FRAGMENTO SELECCIONADO
---

[Ca., entre abril y junio de 1829]
Empezaremos este bosquejo por la República Argentina, no porque se halle a la vanguardia de nuestra revolución, como lo han querido suponer con sobra de vanidad sus mismos ciudadanos; sino porque es la que está más al sur, y al propio tiempo presenta las vistas más notables en todo género de revolución anárquica.
El 15 de mayo de 1810, dio principio a su carrera política la ciudad de Buenos Aires. Su ejemplo no cundió en el resto de las provincias; siendo por lo mismo necesario emplear la fuerza para obligar a seguir la causa de la rebelión. Las tropas de Buenos Aires, en su marcha, dan el primer paso de severidad y desconocimiento fusilando al virrey Liniers, que antes había librado aquel país de las tropas inglesas. Al propio tiempo se empezó a perseguir a los pastores de la Iglesia en la persona de un obispo, que no tenía más culpa que la de ser fiel a sus juramentos.
Continuando sus operaciones las tropas que mandaba el representante del pueblo, Castelli, llegan hasta el Desaguadero en el término de seis meses. Tan venturosos preludios anunciaban la suerte más próspera a la República Argentina. Mas, fuese la inexperiencia de aquel jefe revolucionario; o bien, la ignorancia absoluta de conocimientos militares y políticos por parte del pueblo y ejército, lo cierto es que muy pronto el filósofo expedicionario fue destruido con todas sus tropas en las cercanías del Desaguadero, y perseguidas sus reliquias hasta Córdoba. Desde aquella época, sus desastres se han sucedido gradualmente y sin interrupción.

---

DATOS PRESENTADOS
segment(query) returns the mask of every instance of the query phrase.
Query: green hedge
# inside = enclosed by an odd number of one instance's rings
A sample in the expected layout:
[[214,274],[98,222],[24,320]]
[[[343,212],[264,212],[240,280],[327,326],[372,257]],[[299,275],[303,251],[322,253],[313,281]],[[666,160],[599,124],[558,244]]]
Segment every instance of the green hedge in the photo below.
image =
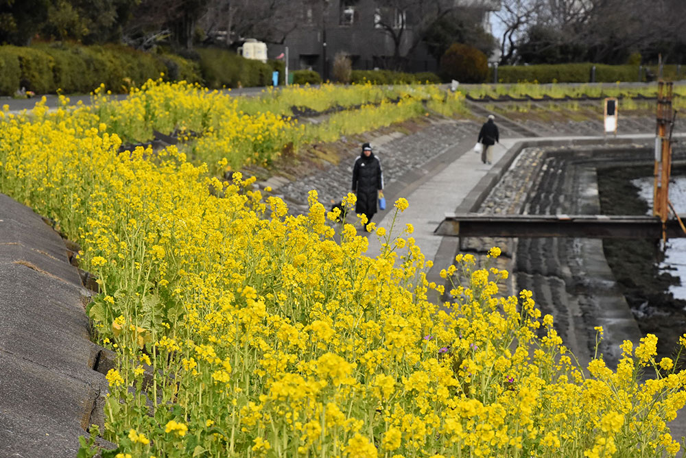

---

CONSIGNAS
A – Transcribe del fragmento el pasaje que va desde "[Ca., entre abril" hasta "de revolución anárquica.", ambos incluidos.
B – Responde, a partir del fragmento, las siguientes preguntas:
(i) ¿En qué fecha dio principio a su carrera política la ciudad de Buenos Aires?
(ii) ¿A qué virrey fusilaron las tropas de Buenos Aires en su marcha?
(iii) ¿Hasta dónde llegaron en seis meses las tropas que mandaba Castelli?

SOLUCIONES
A –
[Ca., entre abril y junio de 1829]
Empezaremos este bosquejo por la República Argentina, no porque se halle a la vanguardia de nuestra revolución, como lo han querido suponer con sobra de vanidad sus mismos ciudadanos; sino porque es la que está más al sur, y al propio tiempo presenta las vistas más notables en todo género de revolución anárquica.

B –
(i) El 15 de mayo de 1810.
(ii) Al virrey Liniers.
(iii) Hasta el Desaguadero.